• **PASSAGE SHOWN**:
# # # #

SAN MARCOS — The San Marcos Unified School District (SMUSD) held a board meeting on Tuesday, April 20, and decided to move forward with plans to expand in-person learning, effective May 4.
The board met for the first time since facing a wave of criticism from families and community members after refusing to comply with a judge’s order to fully reopen schools.
Last week, a court decided not to compel SMUSD to speed up their reopening plans, granting them the legislative authority to reopen at their own pace.
At Tuesday’s meeting, the board decided to expand in-person learning for elementary students from two days a week to four days a week.
For middle and high school students, in-person learning will expand from two days a week to either three or four days a week, depending on how many students opt into these additional days.
Based on the number of secondary students wishing to participate, schools will assign their students one or two extra days on campus.
To determine the number of students who want to opt into these additional days, secondary school sites are sending out surveys to their students this week.
Families who do not complete the survey will automatically remain in the current two-day hybrid model.
Interim Superintendent Tiffany Campbell said that although many secondary families want their kids to be on campus five days a week, that option would most likely require hiring more teachers.
“We have many more classes that are over capacity across secondary schools if all of the students in hybrid return to campus. Even with 3-foot distancing, we can’t bring class sizes down enough without creating additional sections,” Campbell said during the meeting. “Either we would create the sections … and we would ask teachers to add another section to what they’re currently teaching, or we would have to add more teachers in order to meet the needs of those additional sections. Feasibility of this is limited at this time of the year.”
The district also updated the quarantine protocol for middle and high school students. If there is a positive COVID case on the secondary level, the district will quarantine only the students who were within 6 feet of the positive case for at least 15 minutes over a 24-hour period when they were on campus within the contagious period.
For elementary students, the entire class will be quarantined in the event of a positive case.
Sandra Greefkes, a SMUSD parent, told The Coast News that she has seen a variety of different reactions from families regarding the expansion.
“The parent community appears to be even more fractured than before — or perhaps more vocal. I am personally very concerned with the future impact of having enough quality teachers, as some, for the first time, consider leaving the profession,” Greefkes said. “I believe deeply in the SMUSD district and public education and the dedicated team members that are working to make the district amazing.”
The next board meeting will be on May 4.

# # # #

• **THE DATA**:

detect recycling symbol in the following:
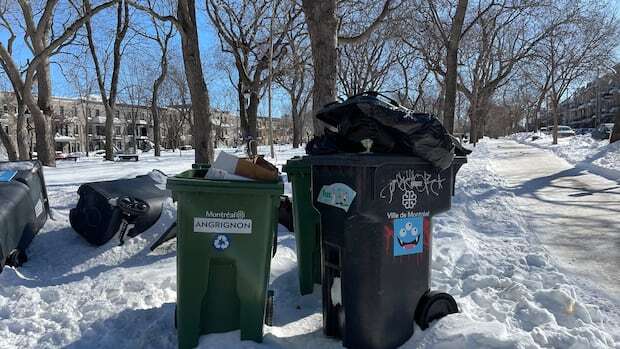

# # # #

• **BRIEF**:
From the article on the San Marcos school board, copy word for word the part that runs from "Families who do" to "hiring more teachers.". Leave the material aside; it has no role here.

• **YOUR RESPONSE**:
Families who do not complete the survey will automatically remain in the current two-day hybrid model.
Interim Superintendent Tiffany Campbell said that although many secondary families want their kids to be on campus five days a week, that option would most likely require hiring more teachers.